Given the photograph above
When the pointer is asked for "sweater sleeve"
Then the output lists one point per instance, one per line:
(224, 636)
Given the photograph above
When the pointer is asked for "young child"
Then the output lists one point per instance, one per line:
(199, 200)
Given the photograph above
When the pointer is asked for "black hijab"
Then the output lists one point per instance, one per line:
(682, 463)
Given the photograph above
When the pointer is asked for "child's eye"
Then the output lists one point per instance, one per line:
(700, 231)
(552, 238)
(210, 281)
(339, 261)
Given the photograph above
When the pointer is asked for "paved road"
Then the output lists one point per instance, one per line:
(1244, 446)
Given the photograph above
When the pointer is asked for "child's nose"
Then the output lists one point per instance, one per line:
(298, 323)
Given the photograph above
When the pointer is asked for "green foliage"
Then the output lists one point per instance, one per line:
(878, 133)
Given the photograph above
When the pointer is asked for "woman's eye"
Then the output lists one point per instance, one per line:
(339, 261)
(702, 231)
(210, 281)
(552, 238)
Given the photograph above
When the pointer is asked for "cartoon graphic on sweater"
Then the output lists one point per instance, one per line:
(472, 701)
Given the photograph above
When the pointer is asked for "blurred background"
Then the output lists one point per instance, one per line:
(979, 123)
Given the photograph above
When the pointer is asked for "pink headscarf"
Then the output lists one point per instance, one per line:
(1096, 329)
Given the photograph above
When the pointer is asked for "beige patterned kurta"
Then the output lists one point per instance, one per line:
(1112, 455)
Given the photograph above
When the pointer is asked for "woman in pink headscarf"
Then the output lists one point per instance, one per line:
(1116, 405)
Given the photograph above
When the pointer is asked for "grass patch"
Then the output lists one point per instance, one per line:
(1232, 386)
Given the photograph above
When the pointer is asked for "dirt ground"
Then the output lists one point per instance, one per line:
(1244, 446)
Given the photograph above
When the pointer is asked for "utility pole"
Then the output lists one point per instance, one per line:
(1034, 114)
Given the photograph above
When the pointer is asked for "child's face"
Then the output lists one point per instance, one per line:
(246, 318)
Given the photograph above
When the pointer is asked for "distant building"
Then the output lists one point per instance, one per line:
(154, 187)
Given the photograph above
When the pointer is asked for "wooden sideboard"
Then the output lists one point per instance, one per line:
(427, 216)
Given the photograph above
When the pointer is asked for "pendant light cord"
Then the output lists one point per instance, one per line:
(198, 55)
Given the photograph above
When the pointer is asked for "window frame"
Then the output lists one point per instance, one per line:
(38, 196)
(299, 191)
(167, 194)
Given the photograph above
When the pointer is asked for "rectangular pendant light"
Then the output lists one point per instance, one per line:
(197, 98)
—————
▶ **What you need to do**:
Retype all the data verbatim.

▶ **Answer**:
Given the photograph above
When the pointer is asked for "sweater sleeve"
Then the output lists one point per instance, one per line:
(224, 636)
Given the photograph above
When the pointer is asked for "young child"
Then the output lists one point per instance, one per line:
(199, 200)
Given the photograph above
When the pointer is asked for "black hijab"
Then the output lists one point per instance, one per line:
(682, 463)
Given the photograph above
When the pointer is asked for "child's eye"
Then the output lists one point per instance, one per line:
(700, 231)
(552, 238)
(210, 281)
(339, 261)
Given the photograph above
When the pointer is asked for "paved road"
Then the output lists one point per instance, one per line:
(1244, 446)
Given the photograph above
When the pointer is asked for "child's nose"
Then the output lists one point per instance, one per line:
(298, 323)
Given the photograph above
When the pointer is asked for "green foliage"
Then the output lists one point per instance, one per line:
(878, 133)
Given the photograph above
When the pointer is asked for "woman's eye"
Then the output lists one point per instance, one per line:
(339, 261)
(702, 231)
(210, 281)
(552, 238)
Given the photograph above
When the pointer is asked for "cartoon graphic on sweater"
Then the output lists one point per instance, one per line:
(472, 701)
Given the photograph above
When the pointer is asked for "blurred background"
Then the output lists one point per instance, one per line:
(979, 123)
Given the photograph above
When the pointer is asked for "pink headscarf"
Then the output lists one point per instance, one per line:
(1096, 329)
Given the photograph above
When the pointer is asked for "beige patterned kurta"
Then the output lists one point per instance, one per line:
(1112, 455)
Given the photograph above
When the pointer is asked for "woman in pink headscarf"
Then the output lists one point per instance, one per line:
(1116, 405)
Given the photograph above
When the pointer is asked for "grass patch"
Then the output lists one point per instance, one per line:
(1232, 386)
Given the photograph above
When the pointer is asked for "dirt ground"
Then the output lists one point per instance, one per line:
(1244, 446)
Given the photograph above
When the pointer is asked for "utility pole"
Then the output lists one point per instance, one per line:
(1034, 114)
Given the photograph above
When the pointer is asked for "child's face"
Then the output lists one point per instance, one per line:
(246, 318)
Given the photograph above
When the pointer is asked for "distant building"
Then the output lists one point per instance, one per line:
(154, 187)
Given the photograph above
When the pointer is asked for "wooden sideboard"
Then the output lists one point per instance, one per line:
(427, 216)
Given the photograph above
When the pointer is asked for "pendant light cord"
Then the output lists one point per instance, one per line:
(198, 55)
Given the photograph above
When the pointer is asked for "window frame"
Then the output lists one point per instance, one per line:
(38, 196)
(299, 191)
(167, 194)
Given the photograph above
When the pointer is asked for "rectangular pendant light"
Then the output lists one point per instance, one per line:
(197, 98)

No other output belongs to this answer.